DOCUMENT TEXT:
• • • • • • •
Although mystery plays like The Mousetrap (still running in London), Sleuth and Deathtrap were once a significant part of the theatre landscape, they’ve mostly fallen out of favor in recent years. These days, if you’re watching a whodunit on stage, it’s likely in some lame mystery dinner theatre. There, you might be fed overcooked chicken and undercooked storytelling. (The killer had to be left-handed!) Why leave your house to see a mystery when there are a decade’s worth of old Murder, She Wrote reruns showing on cable five times a day?
And speaking of that venerable mystery drama, that show’s creators (Richard Levinson and William Link) will be pleased to know that their 1982 script Rehearsal For Murder is receiving a handsome revival at Center Stage in Reston. (Levinson actually passed away in 1987, but he’s likely smiling down from whatever afterlife he’s enjoying.) Reston Community Players has mounted the play as part of their 49th season, directed by Jessie Roberts. Does their Rehearsal For Murder come alive?
Levinson and Link are best known today for creating Columbo and the aforementioned Murder, She Wrote. Their mysteries steered clear of bloodshed in favor of clever, creative storytelling. In addition to their TV series work, the two also wrote a string of stand-alone made-for-TV mystery movies. Their best, Rehearsal For Murder, first aired on CBS in 1982. (It featured three of my favorite things: Broadway theatre, a whodunit mystery and actor William Daniels.)
• • • • • • •
SOURCE DATA:

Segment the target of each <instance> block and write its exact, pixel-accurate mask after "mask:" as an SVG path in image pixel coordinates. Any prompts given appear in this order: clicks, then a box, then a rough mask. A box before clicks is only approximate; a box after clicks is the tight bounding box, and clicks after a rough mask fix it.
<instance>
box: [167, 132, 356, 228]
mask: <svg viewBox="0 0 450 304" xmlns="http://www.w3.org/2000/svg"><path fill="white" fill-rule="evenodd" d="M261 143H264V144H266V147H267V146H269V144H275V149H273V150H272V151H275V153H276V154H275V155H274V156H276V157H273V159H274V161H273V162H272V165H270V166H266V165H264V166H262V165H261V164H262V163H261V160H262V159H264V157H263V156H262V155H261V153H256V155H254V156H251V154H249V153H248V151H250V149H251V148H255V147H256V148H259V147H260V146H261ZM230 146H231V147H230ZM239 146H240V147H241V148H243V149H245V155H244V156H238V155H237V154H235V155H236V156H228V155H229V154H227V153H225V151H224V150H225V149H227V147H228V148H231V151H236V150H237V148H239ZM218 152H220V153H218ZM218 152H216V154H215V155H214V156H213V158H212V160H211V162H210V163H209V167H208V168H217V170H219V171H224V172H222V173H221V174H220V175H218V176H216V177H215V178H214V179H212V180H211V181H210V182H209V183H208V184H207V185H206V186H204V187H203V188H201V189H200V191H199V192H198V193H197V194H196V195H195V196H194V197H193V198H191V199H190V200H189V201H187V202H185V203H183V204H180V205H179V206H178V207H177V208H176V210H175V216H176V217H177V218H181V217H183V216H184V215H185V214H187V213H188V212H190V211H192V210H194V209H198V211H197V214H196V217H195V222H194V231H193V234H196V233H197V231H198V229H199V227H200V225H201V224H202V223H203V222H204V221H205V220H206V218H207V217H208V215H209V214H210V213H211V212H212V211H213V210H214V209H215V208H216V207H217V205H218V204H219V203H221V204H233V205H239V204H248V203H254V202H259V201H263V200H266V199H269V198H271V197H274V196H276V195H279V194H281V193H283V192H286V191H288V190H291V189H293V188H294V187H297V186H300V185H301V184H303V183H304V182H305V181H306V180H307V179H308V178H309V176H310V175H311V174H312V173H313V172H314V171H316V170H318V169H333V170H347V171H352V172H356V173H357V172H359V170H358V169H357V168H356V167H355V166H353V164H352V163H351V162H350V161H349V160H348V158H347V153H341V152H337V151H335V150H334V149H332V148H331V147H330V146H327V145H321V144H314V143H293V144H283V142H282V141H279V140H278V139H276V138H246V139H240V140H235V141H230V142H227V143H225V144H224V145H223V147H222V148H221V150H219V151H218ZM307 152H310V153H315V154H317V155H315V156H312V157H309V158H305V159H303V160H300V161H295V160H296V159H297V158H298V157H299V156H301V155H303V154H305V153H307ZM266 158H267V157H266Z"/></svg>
• • • • • • •
JOB ITEM: Quote everything in the Rehearsal For Murder review above from "Although mystery plays" down to "times a day?".

OUTPUT OF THE EXERCISE:
Although mystery plays like The Mousetrap (still running in London), Sleuth and Deathtrap were once a significant part of the theatre landscape, they’ve mostly fallen out of favor in recent years. These days, if you’re watching a whodunit on stage, it’s likely in some lame mystery dinner theatre. There, you might be fed overcooked chicken and undercooked storytelling. (The killer had to be left-handed!) Why leave your house to see a mystery when there are a decade’s worth of old Murder, She Wrote reruns showing on cable five times a day?